* begin PASSAGE TO READ *

# Why do people complain about their city ?



## aaabbbccc (Mar 8, 2009)

No matter where I go / lived / visited there are always people hating their own city and they said they can not wait to move out of there and how much they hate it and it is the worst place etc etc 
Why is this happening ? 
Opinions thoughts ???
thanks


----------



## Abidrovia (Jan 25, 2009)

.... because they don't like it?

But not everybody is like that. I live outside of NYC and I think it is an amazing place to live even though there are always things that could be improved about it.


----------



## Jardoga (Feb 9, 2008)

maybe because some places are literaly stinkholes?


----------



## mhays (Sep 12, 2002)

Much of it is lack of perspective. They think their city does things worse than others...not realizing that the supposed better cities say similar things about themselves.


----------



## dutchmaster (May 23, 2007)

I think this happen because the people used to live there for so many years that everything is the same and usual. A people that lives in Paris per example have an another look of the city than a backpacker staying sometime in the city. This happens to countries too(specially the smallest ones). So the people move, maybe for a time to change theirs habits and knew a new culture.

But hating or not, there's no place like the place you born. Always will be your 'roots'.


----------



## JmB & Co. (Jan 5, 2008)

Because if not, cities would be medieval, and arquitects would not have job.:nuts:


----------



## Taller Better (Aug 27, 2005)

We have MORE than our share of people here who drone on and on about how they hate the city they have chosen to live in. I say MOVE if you don't like it.


----------



## FM 2258 (Jan 24, 2004)

Very few people seem to hate my city Austin but I think people hate a certain city when they're not getting laid regularly, not making enough money, and seemingly cannot make enough money to move out....oh, also when they're stuck in traffic.


----------



## bosman (Mar 8, 2007)

I think alot of it has to do with familiarity with the problems of a city. For example, when I first visited here in Boston, I rode the subway and thought it was cool to be able to ride one (most American cities don't have one). Once I moved here, though, and rode it for years, I became familiar with the issues when riding frequently - doesn't run as often as I would like, always some track switching problem or something delaying the trains. You wouldn't necessarily notice that as a tourist, but living here you do. So, people assume things must be better in other places, but every subway system for example has it's problems, I'm sure (though Boston's is pretty bad!).

* end PASSAGE TO READ *
* begin DATA SHOWN *

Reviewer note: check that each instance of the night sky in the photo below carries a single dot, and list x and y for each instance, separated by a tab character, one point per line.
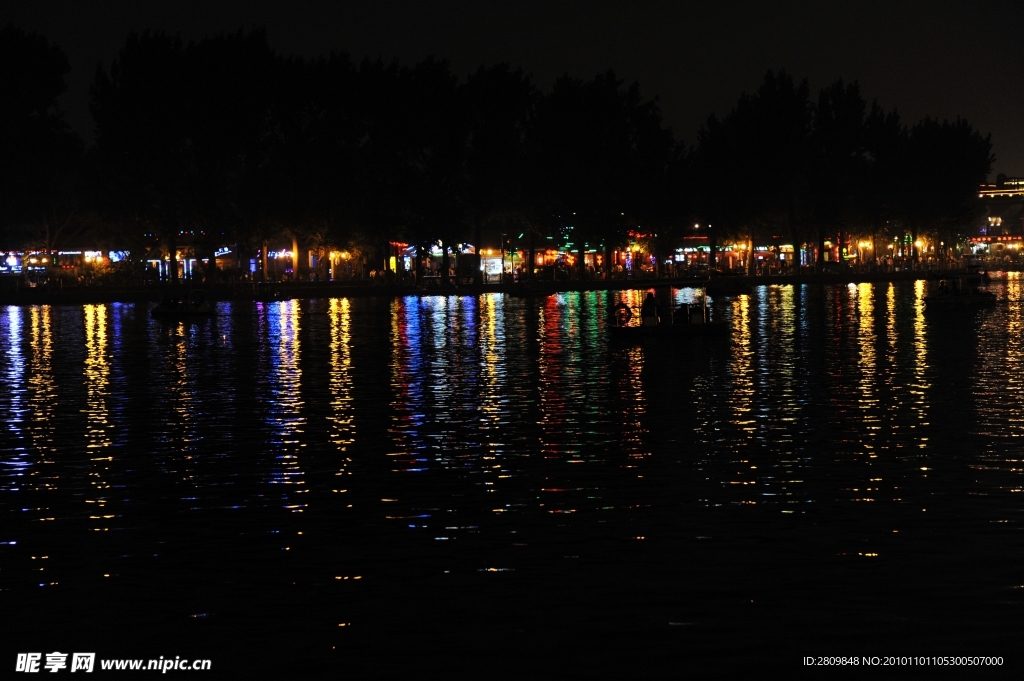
938	58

* end DATA SHOWN *

▶ **STATED EXERCISE 1**:
In the thread on why people complain about their city, what does the poster bosman say most American cities don't have?
▶ **STATED EXERCISE 2**:
Pick up the thread on why people complain about their city after its final post and keep it going.
The material above stands apart from the thread on why people complain about their city.

▶ **EXERCISE RESULT 1**:
A subway.

▶ **EXERCISE RESULT 2**:
----------



## Skyrazer (Sep 9, 2009)

^^:banned:


----------



## Taller Better (Aug 27, 2005)

Skyrazer said:


> ^^:banned:


Sneaky little spammer! Could have sworn I deleted him the other day, but this time I squashed him! :lol:


----------



## Skyrazer (Sep 9, 2009)

Taller said:


> Sneaky little spammer! Could have sworn I deleted him the other day, but this time I squashed him! :lol:


Heh, like a cockroach, you step on 'em....and they just pop back up and scuttle off somewhere else in the house.


----------



## Isaac0 (Nov 19, 2009)

*This is because!!*

Because complaining about everything has become the mentality of people. People are so stressed that they keep complaining these days.


----------



## clikinghere (Nov 29, 2009)

Complaining about a nation/city is the sign of becoming the terrorist by worshipping the devil and being racist. Normally you do not need to become that state of mind unless you are planning to conquer someone else and all are peaceful. You do not normally have to be proud of a nation, or insult the others. What is the point of doing so? I do not understand the invaders at all. Why feeling being discriminated, that is your fault, forcing someone to accept your rubbish, that is the rudest you can become. For instance, the Korean terrorists are the problem of Japan, worshipping the west and try forcing its fake image down here. The westerners are neither good or evil. They claim to be a third person, do not care whatever happens to this country, speaking utter rubbish and murdering the people, worshipping the war criminals. Their puropose is to immigrate into this country, that is why, they behave strange, wearing the white cough mask, wearing the black suit and carrying around the weapons. It is sickening. Their purpose is to ask us accepting being conquered. How rude is that. The ugliest people in the whole world. We all have to be free, the terrorism should not be accepted. Why they claim to be the Japanese, they are not, because I am their third person. If I am to reject their whole quality, then feel like wanting to kick them off the platform. Because I hate such an ugly person to come up close to me. The beggers must leave. The terrorists basically are the psychopath.


----------



## desertpunk (Oct 12, 2009)

^^ :weirdo: :crazy2: :llama: ^^


----------



## clikinghere (Nov 29, 2009)

For instance, this is my image of the UK. This is the real picture, isn't it?
http://www.youtube.com/watch?v=qMcH-pFbFKQ

Good music. This is what I see.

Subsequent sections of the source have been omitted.